§ STATED EXERCISE: Copy out, exactly as given, every line from the line with "of the patio" to the end of the listing, both of those lines included.
==== SUPPLIED ENTRIES ====
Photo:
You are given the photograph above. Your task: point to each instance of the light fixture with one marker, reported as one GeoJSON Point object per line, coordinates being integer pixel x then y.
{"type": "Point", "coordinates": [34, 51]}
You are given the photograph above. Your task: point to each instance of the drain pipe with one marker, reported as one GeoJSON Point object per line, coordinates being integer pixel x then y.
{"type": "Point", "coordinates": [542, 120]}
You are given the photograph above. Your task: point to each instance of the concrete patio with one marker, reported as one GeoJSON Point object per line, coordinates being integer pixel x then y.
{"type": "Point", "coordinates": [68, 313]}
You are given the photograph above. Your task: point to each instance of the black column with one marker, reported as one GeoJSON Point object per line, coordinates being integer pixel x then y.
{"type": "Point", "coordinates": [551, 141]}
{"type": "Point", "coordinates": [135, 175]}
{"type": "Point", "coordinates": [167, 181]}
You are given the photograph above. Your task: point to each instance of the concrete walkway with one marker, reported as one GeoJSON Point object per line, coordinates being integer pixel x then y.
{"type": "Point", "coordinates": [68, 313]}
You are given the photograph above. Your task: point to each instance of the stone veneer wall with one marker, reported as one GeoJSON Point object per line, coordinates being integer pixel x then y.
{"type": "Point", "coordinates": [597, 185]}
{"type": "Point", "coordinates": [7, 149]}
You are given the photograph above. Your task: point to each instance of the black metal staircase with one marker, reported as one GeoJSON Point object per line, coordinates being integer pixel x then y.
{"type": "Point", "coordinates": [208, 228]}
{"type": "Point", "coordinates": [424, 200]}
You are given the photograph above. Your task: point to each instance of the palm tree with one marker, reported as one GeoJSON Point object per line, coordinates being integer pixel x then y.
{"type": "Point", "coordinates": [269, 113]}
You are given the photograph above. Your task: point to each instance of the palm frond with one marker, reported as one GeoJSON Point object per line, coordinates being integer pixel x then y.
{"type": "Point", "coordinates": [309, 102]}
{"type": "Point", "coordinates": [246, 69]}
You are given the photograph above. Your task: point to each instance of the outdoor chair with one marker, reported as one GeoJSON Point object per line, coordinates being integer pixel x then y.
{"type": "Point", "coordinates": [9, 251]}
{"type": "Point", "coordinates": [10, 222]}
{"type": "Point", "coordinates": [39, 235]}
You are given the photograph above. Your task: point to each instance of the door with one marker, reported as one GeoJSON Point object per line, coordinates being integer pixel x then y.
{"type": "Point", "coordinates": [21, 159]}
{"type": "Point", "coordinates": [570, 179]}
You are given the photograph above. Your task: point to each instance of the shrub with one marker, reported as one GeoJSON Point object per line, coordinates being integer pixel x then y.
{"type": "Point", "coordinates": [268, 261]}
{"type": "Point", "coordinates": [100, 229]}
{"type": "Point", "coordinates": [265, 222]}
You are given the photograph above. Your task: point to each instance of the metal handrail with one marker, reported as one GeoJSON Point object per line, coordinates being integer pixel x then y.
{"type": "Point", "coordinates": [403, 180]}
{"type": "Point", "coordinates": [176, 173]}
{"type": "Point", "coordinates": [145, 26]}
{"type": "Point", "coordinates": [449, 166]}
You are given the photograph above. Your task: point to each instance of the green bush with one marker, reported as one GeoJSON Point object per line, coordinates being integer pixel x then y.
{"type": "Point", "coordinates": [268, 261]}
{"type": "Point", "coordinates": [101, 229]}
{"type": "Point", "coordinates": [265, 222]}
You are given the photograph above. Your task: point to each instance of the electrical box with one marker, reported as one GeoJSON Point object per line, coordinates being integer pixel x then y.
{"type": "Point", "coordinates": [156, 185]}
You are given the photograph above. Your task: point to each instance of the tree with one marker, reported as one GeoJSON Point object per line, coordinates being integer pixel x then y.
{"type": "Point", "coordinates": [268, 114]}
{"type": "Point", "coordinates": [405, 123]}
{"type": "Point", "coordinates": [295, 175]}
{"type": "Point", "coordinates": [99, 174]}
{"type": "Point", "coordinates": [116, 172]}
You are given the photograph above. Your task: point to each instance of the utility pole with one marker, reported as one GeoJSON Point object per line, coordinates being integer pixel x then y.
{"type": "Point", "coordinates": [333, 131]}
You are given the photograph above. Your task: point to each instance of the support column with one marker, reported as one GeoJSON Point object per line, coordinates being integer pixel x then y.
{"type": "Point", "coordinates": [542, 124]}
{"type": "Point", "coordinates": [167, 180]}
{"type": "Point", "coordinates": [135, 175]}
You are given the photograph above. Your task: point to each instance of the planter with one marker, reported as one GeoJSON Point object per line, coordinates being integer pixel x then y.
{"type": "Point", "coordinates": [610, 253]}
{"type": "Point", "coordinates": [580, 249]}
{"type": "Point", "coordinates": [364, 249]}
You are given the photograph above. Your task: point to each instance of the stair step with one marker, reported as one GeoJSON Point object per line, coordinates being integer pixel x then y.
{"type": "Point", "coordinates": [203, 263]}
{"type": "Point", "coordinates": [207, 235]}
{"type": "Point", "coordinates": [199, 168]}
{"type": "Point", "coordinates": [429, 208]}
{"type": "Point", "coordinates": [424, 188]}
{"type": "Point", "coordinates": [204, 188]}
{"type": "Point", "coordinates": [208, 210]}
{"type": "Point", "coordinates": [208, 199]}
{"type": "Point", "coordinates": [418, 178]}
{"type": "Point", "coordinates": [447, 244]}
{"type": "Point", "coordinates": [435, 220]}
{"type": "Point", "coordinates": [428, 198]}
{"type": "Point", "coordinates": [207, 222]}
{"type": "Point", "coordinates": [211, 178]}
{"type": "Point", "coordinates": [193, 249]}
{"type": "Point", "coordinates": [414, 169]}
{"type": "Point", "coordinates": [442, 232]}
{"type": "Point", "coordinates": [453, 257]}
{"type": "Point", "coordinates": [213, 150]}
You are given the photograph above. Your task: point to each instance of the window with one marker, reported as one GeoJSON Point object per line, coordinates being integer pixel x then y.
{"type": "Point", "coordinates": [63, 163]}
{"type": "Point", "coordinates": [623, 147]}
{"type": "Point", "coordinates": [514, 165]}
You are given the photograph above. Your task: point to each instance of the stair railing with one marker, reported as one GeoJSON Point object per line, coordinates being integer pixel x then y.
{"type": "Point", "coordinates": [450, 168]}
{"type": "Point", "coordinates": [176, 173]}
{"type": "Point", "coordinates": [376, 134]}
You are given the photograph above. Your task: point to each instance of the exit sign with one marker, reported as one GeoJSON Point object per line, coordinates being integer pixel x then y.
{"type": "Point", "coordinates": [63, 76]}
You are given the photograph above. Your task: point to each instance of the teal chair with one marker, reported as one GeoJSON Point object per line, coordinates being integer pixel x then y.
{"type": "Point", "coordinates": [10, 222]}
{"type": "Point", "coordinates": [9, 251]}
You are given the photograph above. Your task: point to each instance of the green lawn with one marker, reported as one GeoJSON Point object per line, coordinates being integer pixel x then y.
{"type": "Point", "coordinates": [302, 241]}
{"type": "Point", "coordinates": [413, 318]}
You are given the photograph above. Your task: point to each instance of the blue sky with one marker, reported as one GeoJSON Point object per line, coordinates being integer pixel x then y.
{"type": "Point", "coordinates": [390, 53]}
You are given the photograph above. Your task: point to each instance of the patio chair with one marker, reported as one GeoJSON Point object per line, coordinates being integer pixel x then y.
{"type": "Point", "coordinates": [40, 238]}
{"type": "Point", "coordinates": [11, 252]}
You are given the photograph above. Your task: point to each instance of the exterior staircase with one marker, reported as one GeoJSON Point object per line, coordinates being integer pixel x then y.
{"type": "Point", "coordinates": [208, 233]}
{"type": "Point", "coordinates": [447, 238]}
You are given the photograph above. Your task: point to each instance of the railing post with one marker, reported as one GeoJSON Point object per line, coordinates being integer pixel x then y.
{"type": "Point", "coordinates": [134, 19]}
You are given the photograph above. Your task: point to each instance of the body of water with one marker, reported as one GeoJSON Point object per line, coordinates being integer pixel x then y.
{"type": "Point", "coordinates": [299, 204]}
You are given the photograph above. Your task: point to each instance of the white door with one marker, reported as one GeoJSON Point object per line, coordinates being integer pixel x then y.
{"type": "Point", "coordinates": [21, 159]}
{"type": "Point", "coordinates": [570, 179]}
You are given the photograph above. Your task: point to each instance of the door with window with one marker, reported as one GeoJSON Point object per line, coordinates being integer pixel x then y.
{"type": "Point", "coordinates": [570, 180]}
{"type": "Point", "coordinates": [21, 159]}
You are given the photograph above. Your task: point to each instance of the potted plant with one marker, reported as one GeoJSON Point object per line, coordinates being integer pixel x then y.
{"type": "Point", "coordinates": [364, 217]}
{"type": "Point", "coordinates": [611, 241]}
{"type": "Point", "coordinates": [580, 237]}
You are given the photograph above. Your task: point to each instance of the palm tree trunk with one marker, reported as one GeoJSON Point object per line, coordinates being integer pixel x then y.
====
§ COMPLETE ANSWER:
You are given the photograph above. Your task: point to each instance of the patio chair with one marker, reported as one GeoJSON Point object per line, coordinates being integer pixel x then y.
{"type": "Point", "coordinates": [40, 238]}
{"type": "Point", "coordinates": [11, 252]}
You are given the photograph above. Your task: point to each instance of the exterior staircase with one marker, reported as one GeoJSON Point object per line, coordinates being integer pixel x then y.
{"type": "Point", "coordinates": [208, 233]}
{"type": "Point", "coordinates": [447, 238]}
You are given the photograph above. Your task: point to each instance of the railing post with one marker, reported as one GeoJSON Point object per line, coordinates being integer pixel x then y.
{"type": "Point", "coordinates": [134, 19]}
You are given the photograph above. Your task: point to each instance of the body of water with one marker, reported as one GeoJSON Point object per line, coordinates being integer pixel x then y.
{"type": "Point", "coordinates": [299, 204]}
You are given the photograph above. Your task: point to each instance of the white door with one marker, reported as one GeoJSON Point object per line, coordinates being integer pixel x then y.
{"type": "Point", "coordinates": [21, 159]}
{"type": "Point", "coordinates": [570, 179]}
You are given the photograph above. Your task: point to each instance of the door with window with one marker, reported as one GeoJSON Point object per line, coordinates being integer pixel x then y.
{"type": "Point", "coordinates": [570, 180]}
{"type": "Point", "coordinates": [21, 159]}
You are given the photograph above. Your task: point to each instance of the potted plant with one marker, reported as one GeoJSON Point object per line, coordinates being integer pixel x then y.
{"type": "Point", "coordinates": [364, 217]}
{"type": "Point", "coordinates": [611, 241]}
{"type": "Point", "coordinates": [580, 237]}
You are given the photograph above. Your task: point to each instance of the palm tree trunk with one marker, reported as one GeoJSON Point object per line, coordinates being integer pixel x then y.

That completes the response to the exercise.